━━━━━ PAGE EXCERPT ━━━━━

I have had so many questions recently from parents with babies and toddlers who were either born during, or shortly before, lockdown who are worried about their child’s developing socialisation skills and whether separation from friends, wider family and other babies and toddlers of the same age will have a lasting negative impact on their child’s ability to socialise when lockdowns lift.
I wanted to write this article to reassure all parents in this position that this is one thing that they need not worry about (because goodness knows we all have enough to worry about right now!).
Primary socialisation for babies and toddlers occurs within their immediate family unit and home. This is the most important type of socialisation, as it teaches children the norms, beliefs and ideals of the culture and society in which they live. In short, children learn how to behave around others because of their interactions with their primary caregivers and as such this type of socialisation is usually limited to the child’s immediate family and is most important to children from birth to five years of age.
The type of socialisation that takes place outside of a child’s immediate family and home is known as secondary socialisation. This is the sort of socialisation that takes place in baby and toddler groups, nursery and preschool, extended family and friends and the like. Secondary socialisation means learning new rules and understanding the actions of a much wider group of people (both of the same age and different – ie other toddlers and adults). Because young children learn to primarily socialise with their main, everyday, caregivers, secondary socialisation requires less learning and adapting from them. Basically, it tweaks what they already know from their time with us and builds on the most important foundation of primary socialisation. Secondary socialisation continues throughout life, into the teens and adulthood (you can read a little more on socialisation types and development HERE if you’re interested)

━━━━━ RAW DATA ━━━━━

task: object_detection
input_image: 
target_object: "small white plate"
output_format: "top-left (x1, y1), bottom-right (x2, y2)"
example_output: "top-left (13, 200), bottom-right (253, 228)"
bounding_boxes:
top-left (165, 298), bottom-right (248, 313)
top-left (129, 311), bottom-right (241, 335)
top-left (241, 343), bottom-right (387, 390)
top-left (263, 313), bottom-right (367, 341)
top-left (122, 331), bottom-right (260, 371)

━━━━━

## EXERCISE REQUIREMENTS:
#1 Using the article on early childhood socialization, explain in one to three sentences why secondary socialization "requires less learning and adapting" from young children.
#2 Write the next part of the article on early childhood socialization, beginning right after its final sentence.
The rows were drawn from a separate source.

## ANSWERS TO THE EXERCISES:
#1 Young children learn to socialize mainly with their everyday caregivers, so secondary socialization only tweaks what they already know from that time. It builds on the foundation laid by primary socialization instead of starting from scratch.

#2
I hope you can see from this that the most crucial aspect of socialisation is that which happens within the child’s own immediate family – primary socialisation. Lockdowns, furloughs and home working (and the result that many parents are spending more time with their babies, toddlers and preschoolers) actually mean that for many children primary socialisation is more increased than it was in pre-Covid times. Or, in other words, rather than worrying about a lack of socialisation because of lockdowns, the very reverse is happening. A baby and toddler who receives a large amount and quality of primary socialisation at home is actually likely to be more sociable by the time secondary socialisation eventually kicks in.
What about babies and toddlers who haven’t met wider members of their family yet? Or who haven’t yet started any type of daycare? The answer here is to give them time to adjust and settle when they do.
It’s likely you will see an increase in separation anxiety initially (see my video on this above), however it won’t last forever, keep everybody’s expectations realistic. New bonds will be formed and attachments will grow with time and patience. Until then, keep doing what you’re doing, safe in the knowledge that you are everything your child needs!